*Passage shown*:
Did you see this? You can PM Terry.........

http://www.pigeons.biz/forums/showpost.php?p=300958&postcount=15


----------



## triserarex (Jul 11, 2008)

Yes, that is great. Should I take the bird over myself and have it treated with a reference from Terry or wait and go on a certain day? I know rehab groups are hesitant to take common wildlife. I'll take care of the pidgey myself. I've raised and released many an orphaned/injured animal. I've usually been able to get some kind of medical treatment. I'm not so experienced on the medical side of things.


----------



## Lovebirds (Sep 6, 2002)

triserarex said:


> Yes, that is great. Should I take the bird over myself and have it treated with a reference from Terry or wait and go on a certain day? I know rehab groups are hesitant to take common wildlife. I'll take care of the pidgey myself. I've raised and released many an orphaned/injured animal. I've usually been able to get some kind of medical treatment. I'm not so experienced on the medical side of things.


I'll send Terry a message and ask her to come read these posts and send you a message as to how to proceed...............


----------



## TAWhatley (Mar 6, 2001)

I was going to try and talk to Veronica at Pasadena Humane, but they are closed right now. Please try calling her tomorrow and see what she has to say. You can tell her that Terry Whatley referred you to her and may have to remind her  that I am the one who takes all the pigeons, doves, and ducks and am a good friend of Susan Doggett. If needed you or she can call me at 949-584-6696.

Please post an update back, and if things don't look like they are going to work out with Pasadena Humane, then we'll try to come up with another plan.

Terry


----------



## medawn (Jul 15, 2008)

There is an avian vet in Hollister Ca. I don't know if you are willing to travel that far as I'm not really sure where San Gabriel is. HIs name is Dr. Curtis Moran and he will treat it if you are willing to do the after care. I found a pigeon that had been shot twice with a bebe gun and one had gone right through the bone and snapped it. He fixed it up I did the after care and then release it to where I knew his flock was. good luck


----------



## TAWhatley (Mar 6, 2001)

medawn said:


> There is an avian vet in Hollister Ca. I don't know if you are willing to travel that far as I'm not really sure where San Gabriel is. HIs name is Dr. Curtis Moran and he will treat it if you are willing to do the after care. I found a pigeon that had been shot twice with a bebe gun and one had gone right through the bone and snapped it. He fixed it up I did the after care and then release it to where I knew his flock was. good luck


That's great that you have this vet to work with! Unfortunately, Hollister is about 300 miles north of San Gabriel. San Gabriel is just east of Los Angeles.

*Data listing*:
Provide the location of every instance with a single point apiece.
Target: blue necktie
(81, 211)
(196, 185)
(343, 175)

*Task requirements*:
Update the pigeon-care thread, starting at "I was going" and ending at "(Jul 15, 2008)", so that every "Pasadena Humane" becomes "the shelter".

*Solved problem*:
I was going to try and talk to Veronica at the shelter, but they are closed right now. Please try calling her tomorrow and see what she has to say. You can tell her that Terry Whatley referred you to her and may have to remind her  that I am the one who takes all the pigeons, doves, and ducks and am a good friend of Susan Doggett. If needed you or she can call me at 949-584-6696.

Please post an update back, and if things don't look like they are going to work out with the shelter, then we'll try to come up with another plan.

Terry


----------



## medawn (Jul 15, 2008)